◆ Consignes
[1] Recopiez l'intervention de Pierre Burban de « Pierre Burban, secrétaire » à « d'un accord d'entreprise. ».
[2] Poursuivez l'intervention de Pierre Burban devant la commission des affaires sociales là où elle s'arrête.

◆ Texte cité

* * *

Intervention de Pierre Burban

Réunion du 30 mars 2016 à 16h00
Commission des affaires sociales

Pierre Burban, secrétaire général de l'Union professionnelle artisanale, UPA :

La première version du projet de loi comportait un certain nombre de dispositions qui concernaient directement les TPE et les PME. L'UPA regrette vivement qu'elles aient été retirées dans le projet de loi qui a été déposé.

Nous sommes particulièrement critiques sur la philosophie du texte. Nous sommes d'accord pour assouplir et simplifier un code du travail très complexe et sédimenté. C'est la raison pour laquelle nous avons beaucoup travaillé dans le cadre de la mission Badinter et de la mission Combrexelle. Mais, dans le texte tel qu'il vous est présenté, la mise en oeuvre des quelques dispositions qui demeurent apportant des assouplissements dans l'entreprise est conditionnée à la signature d'un accord d'entreprise.

Je conteste l'idée, ancienne et qui dépasse les clivages politiques, selon laquelle on peut régler tous les problèmes sans s'attaquer au coeur du sujet qu'est le code du travail, et contourner certaines dispositions par des accords d'entreprise. Je préfère vous le dire tout de suite, cela ne marchera pas.

* * *

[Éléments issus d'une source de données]

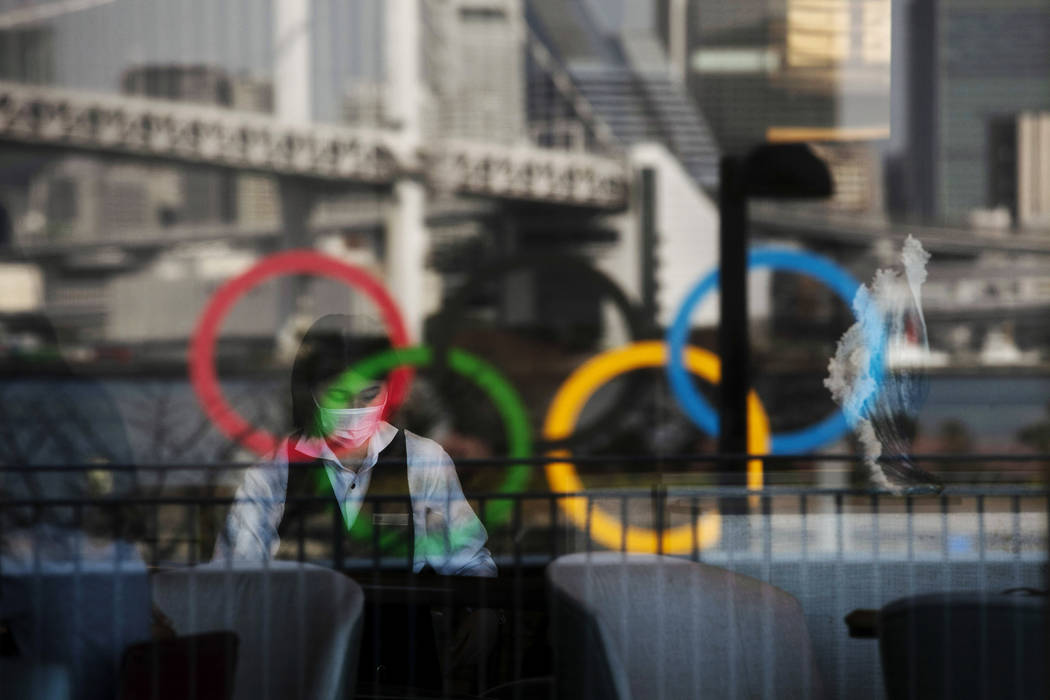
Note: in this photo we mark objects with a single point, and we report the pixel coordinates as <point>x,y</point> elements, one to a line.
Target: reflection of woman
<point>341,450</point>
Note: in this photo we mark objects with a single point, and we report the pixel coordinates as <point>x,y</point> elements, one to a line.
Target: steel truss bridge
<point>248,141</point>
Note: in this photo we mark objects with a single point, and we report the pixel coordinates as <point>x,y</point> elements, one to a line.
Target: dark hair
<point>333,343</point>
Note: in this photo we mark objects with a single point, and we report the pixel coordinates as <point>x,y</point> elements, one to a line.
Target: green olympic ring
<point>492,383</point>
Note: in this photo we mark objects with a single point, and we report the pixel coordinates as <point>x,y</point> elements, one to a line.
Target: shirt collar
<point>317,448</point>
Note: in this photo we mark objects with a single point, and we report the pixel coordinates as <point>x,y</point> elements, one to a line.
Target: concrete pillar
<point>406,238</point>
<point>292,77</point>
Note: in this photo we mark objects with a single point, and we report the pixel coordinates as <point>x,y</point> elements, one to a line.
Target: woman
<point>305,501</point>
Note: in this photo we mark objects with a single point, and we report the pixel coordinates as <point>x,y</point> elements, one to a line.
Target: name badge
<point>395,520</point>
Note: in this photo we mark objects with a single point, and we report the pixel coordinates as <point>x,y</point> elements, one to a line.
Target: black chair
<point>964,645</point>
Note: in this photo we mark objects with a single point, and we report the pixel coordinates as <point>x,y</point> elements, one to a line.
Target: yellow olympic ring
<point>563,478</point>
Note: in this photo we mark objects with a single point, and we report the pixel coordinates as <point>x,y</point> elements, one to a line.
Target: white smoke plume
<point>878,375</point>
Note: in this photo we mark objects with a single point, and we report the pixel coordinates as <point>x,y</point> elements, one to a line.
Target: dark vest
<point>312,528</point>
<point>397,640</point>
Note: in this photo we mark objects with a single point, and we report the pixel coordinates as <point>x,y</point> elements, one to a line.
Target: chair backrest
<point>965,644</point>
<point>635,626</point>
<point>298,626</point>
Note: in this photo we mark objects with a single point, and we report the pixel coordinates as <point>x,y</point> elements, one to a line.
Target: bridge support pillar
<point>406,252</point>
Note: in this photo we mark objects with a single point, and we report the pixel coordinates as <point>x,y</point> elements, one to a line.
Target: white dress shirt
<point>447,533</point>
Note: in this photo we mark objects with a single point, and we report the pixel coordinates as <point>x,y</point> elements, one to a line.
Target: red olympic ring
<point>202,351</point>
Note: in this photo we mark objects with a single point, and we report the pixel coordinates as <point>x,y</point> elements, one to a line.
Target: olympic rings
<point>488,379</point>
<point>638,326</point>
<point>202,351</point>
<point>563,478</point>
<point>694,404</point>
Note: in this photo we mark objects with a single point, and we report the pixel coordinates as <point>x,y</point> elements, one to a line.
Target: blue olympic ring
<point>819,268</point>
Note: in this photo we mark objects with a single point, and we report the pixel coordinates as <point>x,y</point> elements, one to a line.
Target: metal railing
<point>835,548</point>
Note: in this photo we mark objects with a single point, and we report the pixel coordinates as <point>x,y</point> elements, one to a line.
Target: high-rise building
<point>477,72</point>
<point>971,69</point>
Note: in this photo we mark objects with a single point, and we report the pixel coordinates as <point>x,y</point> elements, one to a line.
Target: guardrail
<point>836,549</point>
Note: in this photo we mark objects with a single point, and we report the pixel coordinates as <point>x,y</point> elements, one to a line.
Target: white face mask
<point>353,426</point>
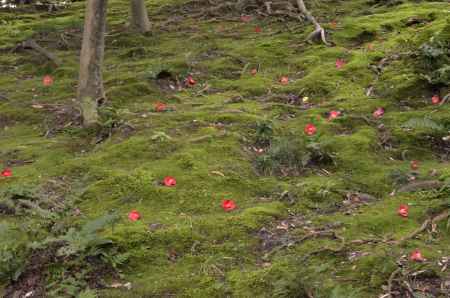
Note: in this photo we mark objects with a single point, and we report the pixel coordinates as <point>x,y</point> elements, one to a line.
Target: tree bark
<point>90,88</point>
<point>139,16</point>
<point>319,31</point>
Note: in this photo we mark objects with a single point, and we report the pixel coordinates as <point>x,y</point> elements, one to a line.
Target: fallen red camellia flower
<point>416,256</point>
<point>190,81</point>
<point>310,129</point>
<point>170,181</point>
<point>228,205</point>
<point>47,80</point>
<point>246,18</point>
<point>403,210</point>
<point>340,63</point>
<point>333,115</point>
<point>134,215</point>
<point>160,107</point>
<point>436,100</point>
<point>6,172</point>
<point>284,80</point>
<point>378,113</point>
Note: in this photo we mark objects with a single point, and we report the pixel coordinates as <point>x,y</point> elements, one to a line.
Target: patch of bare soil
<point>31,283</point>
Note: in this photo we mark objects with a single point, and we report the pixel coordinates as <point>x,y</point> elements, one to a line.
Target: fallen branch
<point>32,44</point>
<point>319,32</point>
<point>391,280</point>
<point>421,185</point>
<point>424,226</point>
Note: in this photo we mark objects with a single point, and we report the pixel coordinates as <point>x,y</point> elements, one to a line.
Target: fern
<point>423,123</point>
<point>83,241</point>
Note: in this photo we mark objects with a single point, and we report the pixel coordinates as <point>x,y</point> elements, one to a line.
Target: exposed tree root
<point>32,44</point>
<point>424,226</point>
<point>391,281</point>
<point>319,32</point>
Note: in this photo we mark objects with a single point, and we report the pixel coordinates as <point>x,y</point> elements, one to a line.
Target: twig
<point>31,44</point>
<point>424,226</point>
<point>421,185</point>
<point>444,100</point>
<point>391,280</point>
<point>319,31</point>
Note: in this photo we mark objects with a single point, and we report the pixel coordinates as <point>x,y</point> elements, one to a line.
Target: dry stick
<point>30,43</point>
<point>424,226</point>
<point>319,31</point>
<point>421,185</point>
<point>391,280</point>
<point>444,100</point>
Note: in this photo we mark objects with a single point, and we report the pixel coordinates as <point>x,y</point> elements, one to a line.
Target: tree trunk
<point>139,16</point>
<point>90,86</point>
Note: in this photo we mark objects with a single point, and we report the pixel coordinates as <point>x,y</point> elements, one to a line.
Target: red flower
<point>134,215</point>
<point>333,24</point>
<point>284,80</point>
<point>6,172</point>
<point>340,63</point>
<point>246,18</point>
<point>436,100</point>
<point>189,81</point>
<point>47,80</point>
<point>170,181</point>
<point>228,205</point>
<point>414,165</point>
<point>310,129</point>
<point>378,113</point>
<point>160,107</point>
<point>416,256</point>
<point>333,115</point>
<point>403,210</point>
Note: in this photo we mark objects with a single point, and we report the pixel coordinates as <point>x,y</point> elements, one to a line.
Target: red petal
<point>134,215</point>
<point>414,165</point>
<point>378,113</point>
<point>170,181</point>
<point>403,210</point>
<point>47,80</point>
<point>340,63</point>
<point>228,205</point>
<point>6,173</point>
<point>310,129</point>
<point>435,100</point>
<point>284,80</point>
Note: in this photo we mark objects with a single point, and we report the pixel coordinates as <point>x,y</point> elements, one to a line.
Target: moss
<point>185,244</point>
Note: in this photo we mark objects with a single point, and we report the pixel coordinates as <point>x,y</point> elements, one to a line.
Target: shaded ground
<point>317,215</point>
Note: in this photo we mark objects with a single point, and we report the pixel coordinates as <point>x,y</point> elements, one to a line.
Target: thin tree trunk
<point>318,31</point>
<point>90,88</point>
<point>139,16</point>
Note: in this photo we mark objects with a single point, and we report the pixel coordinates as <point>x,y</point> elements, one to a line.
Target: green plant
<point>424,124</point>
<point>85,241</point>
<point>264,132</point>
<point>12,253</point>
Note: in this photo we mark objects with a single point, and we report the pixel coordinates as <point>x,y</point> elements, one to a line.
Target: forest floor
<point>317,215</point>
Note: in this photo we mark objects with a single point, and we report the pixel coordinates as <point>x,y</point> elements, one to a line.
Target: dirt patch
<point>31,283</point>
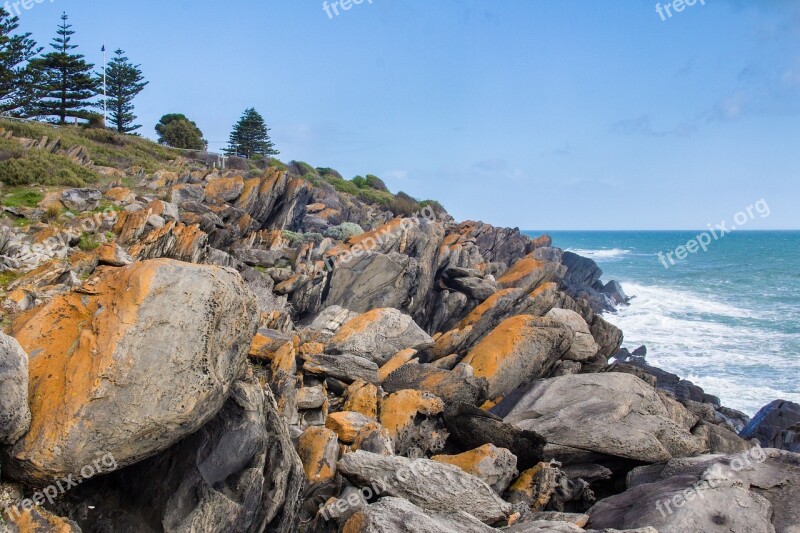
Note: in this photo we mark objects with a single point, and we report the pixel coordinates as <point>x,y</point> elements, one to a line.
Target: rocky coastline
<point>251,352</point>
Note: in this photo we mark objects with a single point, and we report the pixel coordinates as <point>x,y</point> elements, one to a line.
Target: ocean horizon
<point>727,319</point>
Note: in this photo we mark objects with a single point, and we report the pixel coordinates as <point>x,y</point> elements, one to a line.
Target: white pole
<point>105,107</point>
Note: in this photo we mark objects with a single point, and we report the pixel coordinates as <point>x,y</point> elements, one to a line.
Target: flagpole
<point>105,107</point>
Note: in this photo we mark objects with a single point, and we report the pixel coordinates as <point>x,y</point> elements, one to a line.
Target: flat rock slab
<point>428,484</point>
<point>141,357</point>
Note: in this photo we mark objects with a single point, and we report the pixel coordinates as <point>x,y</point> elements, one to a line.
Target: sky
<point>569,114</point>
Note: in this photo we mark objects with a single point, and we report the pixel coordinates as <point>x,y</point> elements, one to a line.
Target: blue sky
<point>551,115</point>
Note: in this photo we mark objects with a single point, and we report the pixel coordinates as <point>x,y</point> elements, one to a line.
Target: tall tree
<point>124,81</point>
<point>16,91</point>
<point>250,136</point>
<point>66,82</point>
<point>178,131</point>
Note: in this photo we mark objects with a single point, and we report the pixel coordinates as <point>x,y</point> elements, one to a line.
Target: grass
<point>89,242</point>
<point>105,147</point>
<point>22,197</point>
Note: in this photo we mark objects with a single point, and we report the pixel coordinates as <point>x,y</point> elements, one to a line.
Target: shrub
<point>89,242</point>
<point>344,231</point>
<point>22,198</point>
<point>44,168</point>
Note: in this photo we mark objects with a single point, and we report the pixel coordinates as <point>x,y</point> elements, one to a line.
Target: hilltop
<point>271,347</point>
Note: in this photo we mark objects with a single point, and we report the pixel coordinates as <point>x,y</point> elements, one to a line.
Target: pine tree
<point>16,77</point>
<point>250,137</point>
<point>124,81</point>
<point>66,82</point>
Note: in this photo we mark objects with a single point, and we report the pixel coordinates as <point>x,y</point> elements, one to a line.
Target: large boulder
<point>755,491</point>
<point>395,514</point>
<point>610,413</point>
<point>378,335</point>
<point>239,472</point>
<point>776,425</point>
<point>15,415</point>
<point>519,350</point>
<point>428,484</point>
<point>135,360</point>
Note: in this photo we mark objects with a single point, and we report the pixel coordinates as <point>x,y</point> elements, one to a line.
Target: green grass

* * *

◆ Réponses
[1]
Pierre Burban, secrétaire général de l'Union professionnelle artisanale, UPA :

La première version du projet de loi comportait un certain nombre de dispositions qui concernaient directement les TPE et les PME. L'UPA regrette vivement qu'elles aient été retirées dans le projet de loi qui a été déposé.

Nous sommes particulièrement critiques sur la philosophie du texte. Nous sommes d'accord pour assouplir et simplifier un code du travail très complexe et sédimenté. C'est la raison pour laquelle nous avons beaucoup travaillé dans le cadre de la mission Badinter et de la mission Combrexelle. Mais, dans le texte tel qu'il vous est présenté, la mise en oeuvre des quelques dispositions qui demeurent apportant des assouplissements dans l'entreprise est conditionnée à la signature d'un accord d'entreprise.

[2]
Pourquoi ? Ce n'est pas moi qui le dis mais la Commission nationale de la négociation collective. La France compte, hors agriculture, 1 160 000 entreprises dont 98 % sont des entreprises de moins de cinquante salariés ; ces dernières emploient 53 % des salariés français. Les grands groupes de plus de 500 salariés ne représentent que 10 % du salariat. On semble parfois croire que la France n'est composée que de grands groupes, mais ce n'est pas la réalité. Chaque année, 40 000 accords d'entreprise sont signés – cela ne signifie pas 40 000 entreprises signataires puisqu'une même entreprise peut signer plusieurs accords. Admettons cependant que 40 000 entreprises négocient de tels accords, il n'en reste pas moins que 1 120 000 entreprises ne le font jamais et le chiffre est certainement plus élevé.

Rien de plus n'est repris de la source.